Begin Provided records

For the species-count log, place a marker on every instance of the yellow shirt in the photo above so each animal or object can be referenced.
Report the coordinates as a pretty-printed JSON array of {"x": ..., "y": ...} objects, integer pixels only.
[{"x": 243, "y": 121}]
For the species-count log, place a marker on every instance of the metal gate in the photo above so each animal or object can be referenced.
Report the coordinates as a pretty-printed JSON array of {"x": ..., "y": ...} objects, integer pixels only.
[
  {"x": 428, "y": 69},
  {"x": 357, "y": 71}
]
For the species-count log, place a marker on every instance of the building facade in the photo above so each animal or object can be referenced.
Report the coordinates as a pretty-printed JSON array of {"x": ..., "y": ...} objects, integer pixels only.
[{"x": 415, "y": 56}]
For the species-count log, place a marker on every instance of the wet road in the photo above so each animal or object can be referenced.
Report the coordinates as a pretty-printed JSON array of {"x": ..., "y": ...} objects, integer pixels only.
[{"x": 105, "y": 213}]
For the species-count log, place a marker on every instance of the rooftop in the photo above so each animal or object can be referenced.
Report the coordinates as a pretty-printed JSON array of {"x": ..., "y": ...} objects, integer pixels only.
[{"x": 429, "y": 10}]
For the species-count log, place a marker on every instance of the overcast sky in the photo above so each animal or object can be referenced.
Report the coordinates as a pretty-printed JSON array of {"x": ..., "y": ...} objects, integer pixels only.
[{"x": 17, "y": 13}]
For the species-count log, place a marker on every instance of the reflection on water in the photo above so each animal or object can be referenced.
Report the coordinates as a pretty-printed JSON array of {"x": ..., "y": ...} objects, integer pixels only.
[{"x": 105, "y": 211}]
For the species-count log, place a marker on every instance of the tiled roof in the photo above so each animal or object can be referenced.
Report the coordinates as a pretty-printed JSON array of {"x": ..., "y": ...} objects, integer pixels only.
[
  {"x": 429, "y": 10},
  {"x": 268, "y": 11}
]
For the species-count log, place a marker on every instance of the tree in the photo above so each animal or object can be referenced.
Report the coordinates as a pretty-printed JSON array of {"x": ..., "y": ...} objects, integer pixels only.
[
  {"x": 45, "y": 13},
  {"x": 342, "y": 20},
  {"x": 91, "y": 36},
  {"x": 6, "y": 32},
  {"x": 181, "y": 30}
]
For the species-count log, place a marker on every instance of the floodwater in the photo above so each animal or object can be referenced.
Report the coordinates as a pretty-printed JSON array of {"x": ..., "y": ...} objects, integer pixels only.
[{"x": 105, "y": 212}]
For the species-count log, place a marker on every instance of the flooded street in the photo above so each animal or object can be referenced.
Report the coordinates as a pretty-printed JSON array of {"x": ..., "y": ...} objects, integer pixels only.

End Provided records

Stated exercise
Repeat the material from the line containing "of the flooded" through the end of the material, swapping "flooded street" for "inundated street" and changing nothing else.

Solution
For the species-count log, place a marker on every instance of the inundated street in the photo above so each animal or object can be referenced.
Report the coordinates as a pretty-printed JSON array of {"x": ..., "y": ...} objects, integer pixels only.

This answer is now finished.